### Task brief
Rewrite all of the data below, substituting "widest part" for every occurrence of "thickest part". Keep every other character as it is.

(Labeled object pointing entries)
-=-=-=-=-
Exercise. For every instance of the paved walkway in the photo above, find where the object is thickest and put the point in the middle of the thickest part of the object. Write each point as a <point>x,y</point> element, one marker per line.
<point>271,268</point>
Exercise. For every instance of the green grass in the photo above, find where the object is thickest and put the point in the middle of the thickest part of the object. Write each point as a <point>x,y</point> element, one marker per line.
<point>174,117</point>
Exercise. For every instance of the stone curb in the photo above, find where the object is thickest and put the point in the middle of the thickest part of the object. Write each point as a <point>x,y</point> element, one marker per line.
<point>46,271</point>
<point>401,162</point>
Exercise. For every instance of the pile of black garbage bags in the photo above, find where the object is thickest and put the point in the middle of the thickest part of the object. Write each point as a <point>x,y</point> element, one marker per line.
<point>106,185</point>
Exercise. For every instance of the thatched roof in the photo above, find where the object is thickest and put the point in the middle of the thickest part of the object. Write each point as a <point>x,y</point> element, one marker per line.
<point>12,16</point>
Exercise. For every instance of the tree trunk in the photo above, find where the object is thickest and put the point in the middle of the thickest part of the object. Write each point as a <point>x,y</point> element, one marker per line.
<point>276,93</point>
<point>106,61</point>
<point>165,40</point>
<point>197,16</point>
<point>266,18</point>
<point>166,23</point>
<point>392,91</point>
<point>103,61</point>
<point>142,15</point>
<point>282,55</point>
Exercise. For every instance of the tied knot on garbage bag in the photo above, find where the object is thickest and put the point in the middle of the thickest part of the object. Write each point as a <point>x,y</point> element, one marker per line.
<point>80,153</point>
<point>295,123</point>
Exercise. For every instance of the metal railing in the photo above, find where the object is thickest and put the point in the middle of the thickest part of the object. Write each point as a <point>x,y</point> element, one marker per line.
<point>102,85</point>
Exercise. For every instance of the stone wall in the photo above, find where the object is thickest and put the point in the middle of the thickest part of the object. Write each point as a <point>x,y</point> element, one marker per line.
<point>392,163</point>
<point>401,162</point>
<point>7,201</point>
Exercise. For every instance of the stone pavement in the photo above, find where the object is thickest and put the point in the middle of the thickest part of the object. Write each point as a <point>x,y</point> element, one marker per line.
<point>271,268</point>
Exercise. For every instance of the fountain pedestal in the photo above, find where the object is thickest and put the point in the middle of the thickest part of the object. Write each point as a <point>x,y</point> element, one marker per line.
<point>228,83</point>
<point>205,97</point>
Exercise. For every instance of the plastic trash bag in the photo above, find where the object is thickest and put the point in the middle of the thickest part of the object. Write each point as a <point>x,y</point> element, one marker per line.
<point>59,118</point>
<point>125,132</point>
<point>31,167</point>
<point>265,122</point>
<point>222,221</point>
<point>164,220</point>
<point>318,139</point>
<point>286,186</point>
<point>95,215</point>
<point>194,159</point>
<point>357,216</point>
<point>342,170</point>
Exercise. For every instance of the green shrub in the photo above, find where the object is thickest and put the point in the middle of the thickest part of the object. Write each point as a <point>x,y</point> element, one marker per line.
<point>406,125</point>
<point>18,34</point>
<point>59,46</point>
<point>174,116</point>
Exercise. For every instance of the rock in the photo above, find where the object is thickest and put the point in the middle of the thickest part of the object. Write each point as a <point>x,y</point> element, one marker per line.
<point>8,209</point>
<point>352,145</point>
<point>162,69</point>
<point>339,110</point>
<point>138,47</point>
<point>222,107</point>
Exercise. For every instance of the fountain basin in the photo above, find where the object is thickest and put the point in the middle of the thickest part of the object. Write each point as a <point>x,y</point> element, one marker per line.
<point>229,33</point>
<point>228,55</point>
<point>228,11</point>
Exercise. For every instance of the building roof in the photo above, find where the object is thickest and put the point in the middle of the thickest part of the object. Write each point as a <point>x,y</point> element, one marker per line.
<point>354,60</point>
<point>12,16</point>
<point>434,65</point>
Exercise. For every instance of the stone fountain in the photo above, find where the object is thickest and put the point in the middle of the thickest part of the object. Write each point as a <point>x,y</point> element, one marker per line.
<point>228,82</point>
-=-=-=-=-
### Response to this exercise
Exercise. For every instance of the paved walkway in the photo above, find where the object is thickest and put the point in the middle of the widest part of the object. Write each point as a <point>x,y</point> element, one marker per line.
<point>271,268</point>
Exercise. For every instance of the green grass in the photo above, find where the object is thickest and put the point in the middle of the widest part of the object. Write each point as a <point>x,y</point> element, one marker per line.
<point>174,117</point>
Exercise. For every instance of the stone curb in the photo above, find where the object is thickest and put the point in the middle of the widest part of the object. Write each point as a <point>x,y</point> element, one marker per line.
<point>46,271</point>
<point>401,162</point>
Exercise. For every instance of the pile of black garbage bags in the photo above, find where the object is thickest and put the point in the middle of the widest part of the object. Write each point as a <point>x,y</point> element, one marker per line.
<point>106,185</point>
Exercise. For every instance of the thatched roof in the photo above, find where the object is thickest and put the point in the middle of the widest part of the object. Write each point as a <point>x,y</point> element, one marker per line.
<point>12,16</point>
Exercise. For every instance of the tree trunk in the photo above, find where the object is thickest and put the point in the middle of the widest part of the object. Write each point as a <point>x,y</point> element, one marker per line.
<point>276,93</point>
<point>106,61</point>
<point>165,40</point>
<point>197,16</point>
<point>266,18</point>
<point>166,23</point>
<point>392,91</point>
<point>103,61</point>
<point>142,15</point>
<point>282,55</point>
Exercise. For every instance of the tied knot on garbage bag in the photo above, find where the object is thickest and put the point in the middle of the widest part of the object. Write each point as a <point>x,y</point> element, one marker per line.
<point>80,153</point>
<point>295,123</point>
Exercise. For every instance of the metal railing in the photo above, find where the object is thickest and put the point in the middle of the widest part of the object. Write each point as a <point>x,y</point> element, one marker per line.
<point>102,85</point>
Exercise. For every instance of the stone wall in the photo above, find where the object is thickest and put the point in the middle of the widest part of the object. Write each point as a <point>x,y</point> element, one marker per line.
<point>392,163</point>
<point>401,162</point>
<point>7,201</point>
Exercise. For every instance of the stone pavement in the photo above, find where the object is thickest and put the point in the middle of the widest part of the object. Write each point as a <point>x,y</point> element, one marker per line.
<point>271,268</point>
Exercise. For every instance of the fountain pedestal in the photo above, find where the object is thickest and put the point in the middle of the widest part of the object. Write each point as a <point>x,y</point> element, one marker per line.
<point>228,83</point>
<point>205,97</point>
Exercise. For every instance of the plastic trash bag in the photo above, find where the object is thickest and put the point in the middle of the widest part of the object. Write each point as a <point>x,y</point> element, one marker per line.
<point>59,118</point>
<point>125,132</point>
<point>31,167</point>
<point>265,122</point>
<point>222,221</point>
<point>164,220</point>
<point>318,139</point>
<point>286,186</point>
<point>95,215</point>
<point>194,159</point>
<point>357,216</point>
<point>342,170</point>
Exercise. For every instance of the green shrub in the photo above, find where the object is thickest and put the point in the middle of the widest part of the object. Write each point as a <point>x,y</point> element, one marker per line.
<point>406,125</point>
<point>18,34</point>
<point>59,46</point>
<point>174,116</point>
Exercise. For every instance of the rock in the photo above, find where the object is thickest and put the point in the middle of the widest part of the object. Write each point as a <point>x,y</point> element, one marker per line.
<point>8,209</point>
<point>352,145</point>
<point>162,69</point>
<point>339,110</point>
<point>138,47</point>
<point>222,107</point>
Exercise. For every instance of the fountain basin in the photo above, find where the object is thickest and put the point in the middle of the widest part of the object. Write each point as a <point>x,y</point> element, one marker per line.
<point>229,33</point>
<point>228,55</point>
<point>228,11</point>
Exercise. For every instance of the building roof in the photo above, find where the object is thickest and put the point in the middle of the widest part of the object. Write each point as a <point>x,y</point> element, one marker per line.
<point>354,60</point>
<point>12,16</point>
<point>434,65</point>
Exercise. For every instance of the stone fountain in the photo above, find where the object is thickest and put the point in the middle of the widest part of the object. Write each point as a <point>x,y</point> element, one marker per line.
<point>228,82</point>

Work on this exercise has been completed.